▶ [List of tasks]
• 1. From the article on Becker and Gormley below, list every specific year it mentions, together with what happened in that year.
• 2. Write the next few sentences of the article on Becker, Gormley and the Ford pardon, picking up after its final sentence.

▶ [Text under study]

- Opening Delimiter -

According to Becker, Gormley persuaded him to come to Pittsburgh for a Watergate symposium, which was hosted by the American Inns of Court in May 2007.
“He’s a very persuasive man,” Becker said. “Chautauqua will be my second trip for Ken.”
Gormley said that, after meeting Becker, he changed his views on Ford.
“I walked away with a much greater appreciation of Ford and the people surrounding him,” he said.
Gormley is the author of two award-winning books, both of which were Chautauqua Literary and Scientific Circle selections: Archibald Cox: Conscience of a Nation, and the New York Times best-seller The Death of American Virtue: Clinton vs. Starr. Currently, he is editing a book about U.S. presidents and the Constitution.
For Saturday, Gormley said he will be providing some background and then turning the program over to Becker to talk about Ford sending him off to California and his meeting with Nixon and his advisers.
“The agreement Becker negotiated laid the foundation for the Presidential Records Act of 1978,” Gormley said. “This part of history would be lost if there weren’t programs like this. This is a piece of history that’s just remarkable. Ford’s pardon of Nixon was a very unpopular decision at the time, yet Ford believed strongly in it. The Supreme Court had ruled in 1915 that the acceptance of a presidential pardon is an admission of guilt.”
Becker said that he and Ford got to know each other in the late 1960s during the investigation of a prominent congressman for mismanaging the budget of the committee he chaired. As House Minority Leader, Ford was on the three-member committee conducting the investigation. Becker, who at the time was a trial attorney in the fraud section of the Justice Department’s criminal division, appeared before the committee.

- Closing Delimiter -

▶ [Record extracts]
- Opening Delimiter -

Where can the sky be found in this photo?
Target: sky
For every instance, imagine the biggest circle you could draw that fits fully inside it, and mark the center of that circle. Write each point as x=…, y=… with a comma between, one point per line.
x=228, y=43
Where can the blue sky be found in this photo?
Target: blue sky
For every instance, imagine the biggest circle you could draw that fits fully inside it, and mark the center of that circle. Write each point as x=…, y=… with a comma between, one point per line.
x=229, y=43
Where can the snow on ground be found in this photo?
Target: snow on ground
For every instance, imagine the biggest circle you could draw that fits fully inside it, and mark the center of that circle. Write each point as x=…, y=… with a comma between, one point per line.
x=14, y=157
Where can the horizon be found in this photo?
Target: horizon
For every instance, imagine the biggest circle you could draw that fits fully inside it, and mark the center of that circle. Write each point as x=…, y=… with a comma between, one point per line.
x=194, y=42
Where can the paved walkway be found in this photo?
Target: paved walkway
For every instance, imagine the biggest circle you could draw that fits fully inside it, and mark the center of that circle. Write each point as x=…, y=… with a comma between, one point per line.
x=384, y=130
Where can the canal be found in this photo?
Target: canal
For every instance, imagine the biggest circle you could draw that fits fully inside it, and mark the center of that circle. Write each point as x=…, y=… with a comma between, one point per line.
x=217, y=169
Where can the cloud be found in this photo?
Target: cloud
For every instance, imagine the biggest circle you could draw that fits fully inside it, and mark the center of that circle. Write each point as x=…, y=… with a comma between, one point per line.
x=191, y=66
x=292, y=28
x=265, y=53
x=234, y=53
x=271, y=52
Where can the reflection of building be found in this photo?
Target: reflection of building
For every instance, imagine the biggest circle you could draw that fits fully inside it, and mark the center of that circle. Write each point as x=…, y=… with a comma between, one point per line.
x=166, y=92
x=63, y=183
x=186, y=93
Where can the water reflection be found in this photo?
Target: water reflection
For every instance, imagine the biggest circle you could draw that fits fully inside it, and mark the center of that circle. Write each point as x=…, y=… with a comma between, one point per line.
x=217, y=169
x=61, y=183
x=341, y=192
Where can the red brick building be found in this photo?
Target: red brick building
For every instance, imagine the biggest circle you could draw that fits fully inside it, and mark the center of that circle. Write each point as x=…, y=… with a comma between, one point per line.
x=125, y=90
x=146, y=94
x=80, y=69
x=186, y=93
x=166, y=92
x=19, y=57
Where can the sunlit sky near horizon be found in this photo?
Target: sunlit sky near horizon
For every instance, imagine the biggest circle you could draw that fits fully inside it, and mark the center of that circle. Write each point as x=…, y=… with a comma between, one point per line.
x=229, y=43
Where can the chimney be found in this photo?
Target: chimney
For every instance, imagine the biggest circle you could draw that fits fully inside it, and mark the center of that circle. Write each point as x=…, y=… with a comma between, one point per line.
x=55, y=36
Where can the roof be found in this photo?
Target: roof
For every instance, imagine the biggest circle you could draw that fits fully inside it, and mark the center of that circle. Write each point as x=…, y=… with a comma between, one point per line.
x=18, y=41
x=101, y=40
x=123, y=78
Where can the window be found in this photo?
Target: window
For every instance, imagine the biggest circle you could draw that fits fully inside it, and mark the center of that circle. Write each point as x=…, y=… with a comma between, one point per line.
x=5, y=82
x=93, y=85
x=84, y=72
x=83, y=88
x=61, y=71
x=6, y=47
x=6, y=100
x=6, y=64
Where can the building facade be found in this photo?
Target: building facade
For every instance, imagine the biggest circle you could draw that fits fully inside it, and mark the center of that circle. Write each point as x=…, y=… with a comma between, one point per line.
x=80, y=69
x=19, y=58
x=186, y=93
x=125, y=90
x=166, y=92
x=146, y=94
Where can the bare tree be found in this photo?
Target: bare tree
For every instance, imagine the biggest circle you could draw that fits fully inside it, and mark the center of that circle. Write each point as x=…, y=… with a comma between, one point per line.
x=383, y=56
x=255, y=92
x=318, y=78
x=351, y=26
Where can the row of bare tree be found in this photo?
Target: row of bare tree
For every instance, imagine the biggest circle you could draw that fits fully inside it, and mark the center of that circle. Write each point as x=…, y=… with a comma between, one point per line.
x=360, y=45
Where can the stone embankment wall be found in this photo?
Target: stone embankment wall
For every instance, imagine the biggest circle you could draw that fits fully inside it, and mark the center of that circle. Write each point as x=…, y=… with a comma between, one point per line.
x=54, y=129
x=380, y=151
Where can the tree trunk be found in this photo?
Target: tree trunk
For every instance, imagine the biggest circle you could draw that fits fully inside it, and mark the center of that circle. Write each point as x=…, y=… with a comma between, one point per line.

- Closing Delimiter -

▶ [Exercise responses]
• 1.
2007: the Watergate symposium hosted by the American Inns of Court in Pittsburgh took place in May of that year.
1978: the Presidential Records Act is named for this year.
1915: the Supreme Court ruled that accepting a presidential pardon is an admission of guilt.

• 2.
“After I left the Department for private practice in 1970, I notified everyone within a 500-mile radius, including Ford,” Becker said.
Initially, he provided Ford with legal analyses of legislation. He then moved on to matters of a more personal nature.
Becker said that after Vice President Spiro Agnew resigned in October 1973, it was the first time the newly ratified 25th Amendment, which covers presidential succession and procedures for filling vice presidential vacancies, was being implemented. Nixon nominated Ford, who asked Becker to represent him during the proceedings.
After Ford became vice president, Becker said they had an agreement: Becker would visit Ford at least once a week.
“Jerry Ford was very much a team player, but there were instructions given by the Nixon that I thought he ought not to get involved in,” Becker said. “At the same time, Woodward and Bernstein and the attorney general were moving forward, and there was the so-called ‘cancer tape’. This vice president, nominated by President Nixon, said in an April 1974 cabinet meeting, ‘Mr. President, I can no longer support you.’ That took guts. Ford was a very fine man.”
According to Becker, the remainder of his tenure as counsel to Gerald Ford “reads like an Allen Drury mystery.”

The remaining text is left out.